Problem description: Print exactly the lines from the line with "trace: stone watchtower" to the last line of the data, please, both included.

··········

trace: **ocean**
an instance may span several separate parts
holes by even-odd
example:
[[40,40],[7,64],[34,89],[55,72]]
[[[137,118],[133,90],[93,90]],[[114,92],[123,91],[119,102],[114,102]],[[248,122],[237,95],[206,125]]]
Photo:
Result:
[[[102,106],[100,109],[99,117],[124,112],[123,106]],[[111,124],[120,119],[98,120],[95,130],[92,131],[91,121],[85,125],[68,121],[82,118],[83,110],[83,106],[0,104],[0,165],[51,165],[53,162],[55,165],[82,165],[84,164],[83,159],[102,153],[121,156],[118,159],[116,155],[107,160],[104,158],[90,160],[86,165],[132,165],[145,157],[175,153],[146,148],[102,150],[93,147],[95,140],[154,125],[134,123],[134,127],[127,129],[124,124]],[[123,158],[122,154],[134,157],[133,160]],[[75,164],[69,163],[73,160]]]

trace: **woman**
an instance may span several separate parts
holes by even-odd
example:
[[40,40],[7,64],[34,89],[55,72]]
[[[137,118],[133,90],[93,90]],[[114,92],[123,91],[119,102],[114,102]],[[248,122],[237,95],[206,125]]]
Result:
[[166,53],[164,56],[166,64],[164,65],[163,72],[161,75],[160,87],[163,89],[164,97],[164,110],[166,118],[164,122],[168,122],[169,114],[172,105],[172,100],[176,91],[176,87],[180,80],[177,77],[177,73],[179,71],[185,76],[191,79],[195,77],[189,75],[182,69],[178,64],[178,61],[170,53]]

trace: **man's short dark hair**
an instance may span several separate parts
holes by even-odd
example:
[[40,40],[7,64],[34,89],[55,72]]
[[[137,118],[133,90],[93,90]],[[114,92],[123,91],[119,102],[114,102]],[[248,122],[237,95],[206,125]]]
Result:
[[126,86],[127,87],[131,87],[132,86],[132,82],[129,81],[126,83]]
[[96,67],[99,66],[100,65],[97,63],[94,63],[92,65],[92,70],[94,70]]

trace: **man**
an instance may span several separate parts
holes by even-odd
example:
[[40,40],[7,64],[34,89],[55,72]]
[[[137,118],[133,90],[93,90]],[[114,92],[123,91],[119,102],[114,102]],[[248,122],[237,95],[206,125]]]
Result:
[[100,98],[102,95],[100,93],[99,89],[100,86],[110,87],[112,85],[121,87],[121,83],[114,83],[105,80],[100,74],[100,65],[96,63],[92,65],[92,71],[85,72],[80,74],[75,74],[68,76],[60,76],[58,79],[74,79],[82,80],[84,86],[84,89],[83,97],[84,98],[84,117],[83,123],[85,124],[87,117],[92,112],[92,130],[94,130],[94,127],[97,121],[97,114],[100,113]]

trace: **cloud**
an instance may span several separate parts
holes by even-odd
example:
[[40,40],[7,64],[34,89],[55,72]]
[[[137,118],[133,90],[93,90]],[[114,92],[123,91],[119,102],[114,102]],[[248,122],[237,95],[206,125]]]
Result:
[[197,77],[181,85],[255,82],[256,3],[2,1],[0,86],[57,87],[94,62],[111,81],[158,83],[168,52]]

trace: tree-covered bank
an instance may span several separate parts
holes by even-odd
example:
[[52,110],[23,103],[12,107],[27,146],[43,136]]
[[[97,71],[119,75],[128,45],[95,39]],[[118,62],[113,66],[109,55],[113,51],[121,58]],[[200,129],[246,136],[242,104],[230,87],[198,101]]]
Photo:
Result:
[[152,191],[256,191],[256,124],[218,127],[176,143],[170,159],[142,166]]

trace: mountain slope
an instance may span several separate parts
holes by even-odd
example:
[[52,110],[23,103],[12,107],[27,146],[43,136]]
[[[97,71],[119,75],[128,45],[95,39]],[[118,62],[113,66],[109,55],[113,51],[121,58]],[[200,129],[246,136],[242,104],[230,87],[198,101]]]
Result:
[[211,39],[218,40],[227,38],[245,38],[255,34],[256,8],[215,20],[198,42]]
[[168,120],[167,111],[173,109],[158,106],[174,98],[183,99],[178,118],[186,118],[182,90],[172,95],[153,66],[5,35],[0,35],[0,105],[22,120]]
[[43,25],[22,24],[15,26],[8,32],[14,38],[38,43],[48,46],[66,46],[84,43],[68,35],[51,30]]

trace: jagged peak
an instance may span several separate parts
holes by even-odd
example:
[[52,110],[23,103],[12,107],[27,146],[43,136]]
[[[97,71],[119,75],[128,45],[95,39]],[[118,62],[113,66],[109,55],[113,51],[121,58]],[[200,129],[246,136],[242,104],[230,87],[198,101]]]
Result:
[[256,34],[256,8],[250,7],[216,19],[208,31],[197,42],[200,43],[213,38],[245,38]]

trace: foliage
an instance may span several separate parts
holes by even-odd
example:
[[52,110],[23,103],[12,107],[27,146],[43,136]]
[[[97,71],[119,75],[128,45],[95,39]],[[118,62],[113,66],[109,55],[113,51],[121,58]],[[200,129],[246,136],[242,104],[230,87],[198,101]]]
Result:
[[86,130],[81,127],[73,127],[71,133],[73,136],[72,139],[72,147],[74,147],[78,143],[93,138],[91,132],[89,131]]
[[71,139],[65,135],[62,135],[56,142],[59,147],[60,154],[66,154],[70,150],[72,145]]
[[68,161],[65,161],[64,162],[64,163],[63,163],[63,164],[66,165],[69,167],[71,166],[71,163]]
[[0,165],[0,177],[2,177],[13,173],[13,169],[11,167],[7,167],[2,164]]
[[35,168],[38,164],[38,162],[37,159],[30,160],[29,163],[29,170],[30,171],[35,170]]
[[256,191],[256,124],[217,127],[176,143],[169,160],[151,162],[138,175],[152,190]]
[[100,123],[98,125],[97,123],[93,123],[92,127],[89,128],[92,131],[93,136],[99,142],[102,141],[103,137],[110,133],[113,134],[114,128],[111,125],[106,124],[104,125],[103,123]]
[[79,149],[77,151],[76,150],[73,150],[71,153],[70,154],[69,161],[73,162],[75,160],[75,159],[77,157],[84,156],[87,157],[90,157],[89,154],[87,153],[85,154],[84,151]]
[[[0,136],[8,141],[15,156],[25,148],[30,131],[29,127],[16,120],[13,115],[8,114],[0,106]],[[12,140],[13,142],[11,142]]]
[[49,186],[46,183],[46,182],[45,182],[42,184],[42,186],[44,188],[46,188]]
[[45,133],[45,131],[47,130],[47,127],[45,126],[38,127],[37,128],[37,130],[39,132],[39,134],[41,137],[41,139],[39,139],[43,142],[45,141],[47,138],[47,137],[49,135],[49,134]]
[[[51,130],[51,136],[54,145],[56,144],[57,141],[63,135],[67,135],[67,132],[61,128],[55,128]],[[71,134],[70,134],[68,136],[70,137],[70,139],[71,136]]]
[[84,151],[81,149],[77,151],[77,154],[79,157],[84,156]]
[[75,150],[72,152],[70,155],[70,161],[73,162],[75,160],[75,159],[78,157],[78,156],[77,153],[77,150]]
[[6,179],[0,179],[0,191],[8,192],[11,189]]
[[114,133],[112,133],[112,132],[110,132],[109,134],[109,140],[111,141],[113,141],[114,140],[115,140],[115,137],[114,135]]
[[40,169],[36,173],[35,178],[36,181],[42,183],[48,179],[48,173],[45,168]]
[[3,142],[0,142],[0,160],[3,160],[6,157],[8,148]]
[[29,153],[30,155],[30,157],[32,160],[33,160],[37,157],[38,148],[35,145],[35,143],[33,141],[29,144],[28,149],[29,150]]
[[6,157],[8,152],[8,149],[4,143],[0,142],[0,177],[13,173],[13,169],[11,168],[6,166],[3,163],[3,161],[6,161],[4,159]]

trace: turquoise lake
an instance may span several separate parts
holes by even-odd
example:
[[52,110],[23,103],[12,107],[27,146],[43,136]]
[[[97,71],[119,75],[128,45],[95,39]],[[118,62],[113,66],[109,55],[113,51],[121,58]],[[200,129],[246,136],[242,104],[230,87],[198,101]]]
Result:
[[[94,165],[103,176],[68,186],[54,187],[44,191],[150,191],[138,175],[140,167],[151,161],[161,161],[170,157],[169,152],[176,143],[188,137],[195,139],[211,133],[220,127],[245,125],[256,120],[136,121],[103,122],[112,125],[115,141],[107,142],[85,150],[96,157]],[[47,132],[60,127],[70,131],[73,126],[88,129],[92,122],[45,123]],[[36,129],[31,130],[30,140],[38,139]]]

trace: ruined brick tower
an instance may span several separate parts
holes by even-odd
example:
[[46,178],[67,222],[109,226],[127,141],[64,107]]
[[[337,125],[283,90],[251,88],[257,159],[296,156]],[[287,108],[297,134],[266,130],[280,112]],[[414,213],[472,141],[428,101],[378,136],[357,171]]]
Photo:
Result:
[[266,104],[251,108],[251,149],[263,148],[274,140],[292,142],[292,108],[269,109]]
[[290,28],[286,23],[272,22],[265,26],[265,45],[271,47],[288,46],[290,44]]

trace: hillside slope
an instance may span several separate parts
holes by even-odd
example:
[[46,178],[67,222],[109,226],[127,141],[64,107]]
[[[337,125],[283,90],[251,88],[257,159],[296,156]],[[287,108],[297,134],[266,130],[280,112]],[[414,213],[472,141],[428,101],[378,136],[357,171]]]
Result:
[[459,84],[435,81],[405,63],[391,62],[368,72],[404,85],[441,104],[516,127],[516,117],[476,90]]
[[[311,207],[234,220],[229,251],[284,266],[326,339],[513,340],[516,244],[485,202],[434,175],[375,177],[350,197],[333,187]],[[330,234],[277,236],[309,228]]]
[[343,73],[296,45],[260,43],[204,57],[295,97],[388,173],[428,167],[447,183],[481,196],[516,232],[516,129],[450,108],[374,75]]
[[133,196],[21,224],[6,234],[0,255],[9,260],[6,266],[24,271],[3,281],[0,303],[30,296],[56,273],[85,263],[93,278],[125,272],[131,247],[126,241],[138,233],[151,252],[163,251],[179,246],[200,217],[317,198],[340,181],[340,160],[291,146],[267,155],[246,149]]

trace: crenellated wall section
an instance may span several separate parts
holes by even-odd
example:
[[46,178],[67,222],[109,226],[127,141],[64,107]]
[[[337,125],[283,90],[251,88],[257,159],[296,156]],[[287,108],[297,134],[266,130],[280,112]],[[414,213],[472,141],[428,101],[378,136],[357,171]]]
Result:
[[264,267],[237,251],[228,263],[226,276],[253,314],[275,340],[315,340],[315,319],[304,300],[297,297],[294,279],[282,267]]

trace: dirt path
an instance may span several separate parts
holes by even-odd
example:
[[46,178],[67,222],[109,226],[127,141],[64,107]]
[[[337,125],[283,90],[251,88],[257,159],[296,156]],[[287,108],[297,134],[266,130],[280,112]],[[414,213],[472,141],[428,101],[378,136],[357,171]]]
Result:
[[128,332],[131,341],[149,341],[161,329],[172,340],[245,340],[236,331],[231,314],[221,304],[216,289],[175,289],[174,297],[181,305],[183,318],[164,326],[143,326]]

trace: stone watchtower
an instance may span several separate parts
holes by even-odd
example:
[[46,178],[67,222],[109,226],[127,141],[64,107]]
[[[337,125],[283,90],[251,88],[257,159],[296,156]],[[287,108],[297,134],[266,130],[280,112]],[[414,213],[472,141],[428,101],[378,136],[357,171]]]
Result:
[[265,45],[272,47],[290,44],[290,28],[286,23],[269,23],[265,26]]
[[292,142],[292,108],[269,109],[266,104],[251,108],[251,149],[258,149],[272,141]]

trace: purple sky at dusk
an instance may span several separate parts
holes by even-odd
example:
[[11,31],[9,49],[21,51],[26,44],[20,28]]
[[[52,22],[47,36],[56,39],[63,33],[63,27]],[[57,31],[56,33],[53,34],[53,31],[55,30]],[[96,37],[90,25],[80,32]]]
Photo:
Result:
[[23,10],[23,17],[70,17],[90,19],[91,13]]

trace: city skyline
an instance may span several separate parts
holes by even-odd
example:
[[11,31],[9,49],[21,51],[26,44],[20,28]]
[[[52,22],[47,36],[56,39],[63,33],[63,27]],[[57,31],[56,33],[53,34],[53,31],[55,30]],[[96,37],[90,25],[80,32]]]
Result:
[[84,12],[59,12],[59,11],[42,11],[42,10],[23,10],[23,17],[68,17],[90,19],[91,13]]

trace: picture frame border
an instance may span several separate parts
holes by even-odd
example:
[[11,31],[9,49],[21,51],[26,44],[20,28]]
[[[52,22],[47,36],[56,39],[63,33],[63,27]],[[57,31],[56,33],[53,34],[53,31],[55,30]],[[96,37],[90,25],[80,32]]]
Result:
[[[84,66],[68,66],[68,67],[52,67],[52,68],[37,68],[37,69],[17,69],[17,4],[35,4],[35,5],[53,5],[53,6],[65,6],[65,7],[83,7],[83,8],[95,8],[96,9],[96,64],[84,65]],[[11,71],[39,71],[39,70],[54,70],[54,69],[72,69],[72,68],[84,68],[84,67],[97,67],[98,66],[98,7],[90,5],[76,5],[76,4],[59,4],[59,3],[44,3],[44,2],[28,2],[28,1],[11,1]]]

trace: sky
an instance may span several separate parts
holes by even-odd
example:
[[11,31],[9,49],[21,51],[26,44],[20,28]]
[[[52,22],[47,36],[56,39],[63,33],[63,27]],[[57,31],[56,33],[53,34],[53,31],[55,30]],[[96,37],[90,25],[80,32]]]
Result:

··········

Exercise response:
trace: stone watchtower
an instance may span several separate parts
holes by even-odd
example:
[[46,178],[67,222],[109,226],[127,141],[64,107]]
[[[337,125],[283,90],[251,88],[257,159],[296,156]],[[287,108],[297,134],[266,130],[280,112]],[[414,213],[472,141],[428,101],[378,136],[357,171]]]
Result:
[[265,45],[272,47],[290,44],[290,28],[286,23],[269,23],[265,26]]
[[292,142],[292,108],[269,109],[266,104],[251,108],[251,149],[258,149],[272,141]]

trace: purple sky at dusk
an instance may span several separate parts
holes by even-odd
example:
[[11,31],[9,49],[21,51],[26,44],[20,28]]
[[[52,22],[47,36],[56,39],[63,33],[63,27]],[[57,31],[56,33],[53,34],[53,31],[55,30]],[[96,37],[90,25],[80,32]]]
Photo:
Result:
[[23,10],[23,17],[70,17],[90,19],[91,13]]

trace: city skyline
an instance may span several separate parts
holes by even-odd
example:
[[11,31],[9,49],[21,51],[26,44],[20,28]]
[[[52,22],[47,36],[56,39],[63,33],[63,27]],[[57,31],[56,33],[53,34],[53,31],[55,30]],[[96,37],[90,25],[80,32]]]
Result:
[[84,12],[59,12],[59,11],[42,11],[42,10],[23,10],[23,17],[68,17],[90,19],[91,13]]

trace: picture frame border
an instance may span several separate parts
holes by even-odd
example:
[[11,31],[9,49],[21,51],[26,44],[20,28]]
[[[52,22],[47,36],[56,39],[63,33],[63,27]],[[57,31],[56,33],[53,34],[53,31],[55,30]],[[96,37],[90,25],[80,32]]]
Result:
[[[84,66],[68,66],[68,67],[52,67],[52,68],[37,68],[37,69],[17,69],[17,4],[35,4],[35,5],[53,5],[53,6],[65,6],[65,7],[83,7],[83,8],[95,8],[96,9],[96,64],[84,65]],[[11,71],[39,71],[39,70],[54,70],[54,69],[72,69],[72,68],[84,68],[84,67],[97,67],[98,66],[98,7],[90,5],[76,5],[76,4],[59,4],[59,3],[44,3],[44,2],[28,2],[28,1],[11,1]]]

trace: sky
an instance may span several separate parts
holes by even-odd
example:
[[11,31],[9,49],[21,51],[26,44],[20,28]]
[[[52,22],[47,36],[56,39],[63,33],[63,27]],[[57,31],[56,33],[53,34],[53,31],[55,30]],[[96,37],[90,25],[80,32]]]
Result:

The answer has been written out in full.